> _Task prompt_: Reproduce each of the following lines word for word, without changing anything.

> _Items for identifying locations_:
* Begin *

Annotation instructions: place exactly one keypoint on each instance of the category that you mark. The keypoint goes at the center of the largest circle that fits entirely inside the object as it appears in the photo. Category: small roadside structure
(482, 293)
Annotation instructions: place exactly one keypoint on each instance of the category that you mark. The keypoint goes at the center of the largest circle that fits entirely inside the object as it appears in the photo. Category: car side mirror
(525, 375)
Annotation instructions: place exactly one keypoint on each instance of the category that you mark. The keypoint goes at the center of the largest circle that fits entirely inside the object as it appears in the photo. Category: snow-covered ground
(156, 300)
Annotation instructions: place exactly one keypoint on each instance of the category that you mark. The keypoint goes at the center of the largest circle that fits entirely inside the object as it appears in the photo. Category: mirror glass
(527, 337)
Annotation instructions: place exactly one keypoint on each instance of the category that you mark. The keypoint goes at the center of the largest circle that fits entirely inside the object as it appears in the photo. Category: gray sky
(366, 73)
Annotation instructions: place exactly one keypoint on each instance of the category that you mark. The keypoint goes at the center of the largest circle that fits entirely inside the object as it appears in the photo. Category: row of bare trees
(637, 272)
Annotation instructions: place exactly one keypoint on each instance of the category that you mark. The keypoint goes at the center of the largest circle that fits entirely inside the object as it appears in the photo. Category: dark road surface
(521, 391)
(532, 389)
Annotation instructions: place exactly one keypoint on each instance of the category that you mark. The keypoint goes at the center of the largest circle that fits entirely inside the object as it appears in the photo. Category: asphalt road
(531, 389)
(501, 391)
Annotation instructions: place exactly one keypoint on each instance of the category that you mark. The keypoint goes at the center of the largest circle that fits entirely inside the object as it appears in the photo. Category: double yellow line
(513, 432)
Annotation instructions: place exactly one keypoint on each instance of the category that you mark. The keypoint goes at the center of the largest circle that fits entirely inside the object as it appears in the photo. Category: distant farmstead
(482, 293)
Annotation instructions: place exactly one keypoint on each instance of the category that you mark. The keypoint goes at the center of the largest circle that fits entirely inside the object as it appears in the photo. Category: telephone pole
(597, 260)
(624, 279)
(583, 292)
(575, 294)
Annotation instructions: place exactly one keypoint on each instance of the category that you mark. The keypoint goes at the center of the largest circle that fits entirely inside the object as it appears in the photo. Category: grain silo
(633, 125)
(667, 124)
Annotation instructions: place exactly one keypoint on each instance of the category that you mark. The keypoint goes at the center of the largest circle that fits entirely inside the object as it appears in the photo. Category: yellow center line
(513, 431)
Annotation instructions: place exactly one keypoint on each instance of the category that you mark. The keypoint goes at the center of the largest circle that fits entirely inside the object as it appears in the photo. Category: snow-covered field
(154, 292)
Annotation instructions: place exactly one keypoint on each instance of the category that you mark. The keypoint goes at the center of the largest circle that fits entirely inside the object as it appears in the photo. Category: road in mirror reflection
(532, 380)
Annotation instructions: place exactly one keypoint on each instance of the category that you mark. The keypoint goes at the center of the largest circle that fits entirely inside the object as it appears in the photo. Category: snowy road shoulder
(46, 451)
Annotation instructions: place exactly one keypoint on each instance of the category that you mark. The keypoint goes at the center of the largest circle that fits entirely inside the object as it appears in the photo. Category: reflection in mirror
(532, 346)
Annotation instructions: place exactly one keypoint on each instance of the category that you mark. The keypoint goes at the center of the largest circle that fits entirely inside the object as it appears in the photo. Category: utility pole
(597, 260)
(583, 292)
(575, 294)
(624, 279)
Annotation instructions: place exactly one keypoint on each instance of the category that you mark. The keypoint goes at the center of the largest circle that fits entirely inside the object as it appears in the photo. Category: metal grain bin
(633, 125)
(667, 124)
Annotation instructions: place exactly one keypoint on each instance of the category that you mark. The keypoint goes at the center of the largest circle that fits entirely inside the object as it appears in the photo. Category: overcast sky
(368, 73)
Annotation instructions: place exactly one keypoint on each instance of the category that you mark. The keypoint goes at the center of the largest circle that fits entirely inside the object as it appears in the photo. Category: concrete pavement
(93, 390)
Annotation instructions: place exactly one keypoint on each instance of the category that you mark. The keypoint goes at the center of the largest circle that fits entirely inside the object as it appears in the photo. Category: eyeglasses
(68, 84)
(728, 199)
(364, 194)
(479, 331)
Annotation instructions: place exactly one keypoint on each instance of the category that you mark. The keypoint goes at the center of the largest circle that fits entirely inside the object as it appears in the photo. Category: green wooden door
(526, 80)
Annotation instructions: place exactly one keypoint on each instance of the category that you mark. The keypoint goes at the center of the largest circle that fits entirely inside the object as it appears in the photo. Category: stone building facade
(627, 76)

* End *

> _Full answer_:
Annotation instructions: place exactly one keypoint on each instance of the category that you mark. The keypoint goes at the center of the largest circle that fits entirely inside the object as it appears in the photo. Category: small roadside structure
(482, 293)
Annotation instructions: place exactly one keypoint on each instance of the category that you mark. The keypoint goes at the center of the largest circle that fits entirely inside the object as it appears in the photo. Category: car side mirror
(525, 375)
Annotation instructions: place exactly one keypoint on each instance of the category that you mark. The keypoint goes at the center of the largest circle that fits entirely inside the object as it appears in the photo. Category: snow-covered ground
(156, 300)
Annotation instructions: place exactly one keypoint on each instance of the category that you mark. The keypoint goes at the center of the largest circle that fits entirely inside the object as it appears in the photo. Category: mirror glass
(527, 337)
Annotation instructions: place exactly one keypoint on each instance of the category that you mark. The keypoint goes at the center of the largest circle that fits entirely inside the object as it appears in the photo. Category: gray sky
(366, 73)
Annotation instructions: place exactly one keypoint on each instance of the category that you mark. The keypoint goes at the center of the largest circle that fits entirely inside the object as it appears in the photo. Category: row of bare trees
(637, 272)
Annotation instructions: place exactly one keypoint on each instance of the category that you mark. The keypoint goes at the center of the largest circle that fits entirely inside the object as it appears in the photo. Category: dark road surface
(521, 391)
(532, 389)
Annotation instructions: place exactly one keypoint on each instance of the category that you mark. The keypoint goes at the center of the largest circle that fits entirely inside the object as it appears in the photo. Category: asphalt road
(531, 389)
(501, 391)
Annotation instructions: place exactly one keypoint on each instance of the category that you mark. The keypoint goes at the center of the largest circle that fits entirely inside the object as it appears in the photo. Category: double yellow line
(513, 432)
Annotation instructions: place exactly one keypoint on each instance of the category that you mark. The keypoint goes at the center of the largest circle that fits entirely inside the object as it appears in the photo. Category: distant farmstead
(482, 293)
Annotation instructions: place exactly one keypoint on each instance of the category that you mark. The keypoint goes at the center of the largest circle that fits entirely inside the object as it appears in the photo. Category: telephone pole
(597, 260)
(624, 279)
(583, 292)
(575, 294)
Annotation instructions: place exactly one keypoint on each instance of the category that you mark. The keypoint goes at the center of the largest circle that fits entirely inside the object as it appears in the photo. Category: grain silo
(633, 125)
(667, 124)
Annotation instructions: place exactly one keypoint on each instance of the category that you mark. The keypoint goes at the center of the largest circle that fits entirely inside the object as it appears in the photo. Category: yellow center line
(513, 431)
Annotation instructions: place exactly one keypoint on each instance of the category that you mark. The keypoint goes at the center of the largest circle that fits entirely inside the object as it appears in the photo. Category: snow-covered field
(154, 292)
Annotation instructions: place exactly one keypoint on each instance of the category that you mark. The keypoint goes at the center of the largest circle that fits entirely inside the object as it appears in the photo. Category: road in mirror reflection
(532, 380)
Annotation instructions: place exactly one keypoint on each instance of the category that you mark. The keypoint goes at the center of the largest circle that fits entirely inside the object as it appears in the photo. Category: snowy road shoulder
(46, 451)
Annotation instructions: place exactly one keypoint on each instance of the category that you mark. The keypoint goes at the center of the largest circle that fits entirely inside the object as it appears in the photo. Category: reflection in mirror
(532, 346)
Annotation instructions: place exactly one keypoint on each instance of the category that you mark. The keypoint goes at the center of the largest circle that fits entirely inside the object as it appears in the photo. Category: utility pole
(597, 260)
(583, 292)
(575, 294)
(624, 279)
Annotation instructions: place exactly one keypoint on each instance of the category that you mark. The keypoint goes at the center of the largest circle that fits entirely inside the object as it appears in the photo. Category: metal grain bin
(633, 125)
(667, 124)
Annotation instructions: place exactly one keypoint on each instance of the category that you mark. The keypoint goes at the center of the largest circle that fits entirely inside the object as it appears in the photo. Category: overcast sky
(368, 73)
Annotation instructions: place exactly one keypoint on each instance of the category that you mark. The keypoint goes at the center of the largest circle that fits entirely inside the object as it appears in the photo. Category: concrete pavement
(93, 390)
Annotation instructions: place exactly one keypoint on each instance of the category that you mark. The keypoint goes at the center of the largest circle that fits entirely inside the object as it appears in the photo. Category: eyeglasses
(68, 84)
(728, 199)
(364, 194)
(479, 331)
Annotation instructions: place exactly one keypoint on each instance of the category that you mark. The keypoint goes at the center of the largest circle that fits entirely inside the object as it appears in the photo. Category: green wooden door
(526, 80)
Annotation instructions: place exactly one keypoint on each instance of the category that you mark. The keypoint goes at the center of the largest circle that fits entirely inside the object as it appears in the photo. Category: stone building facade
(627, 76)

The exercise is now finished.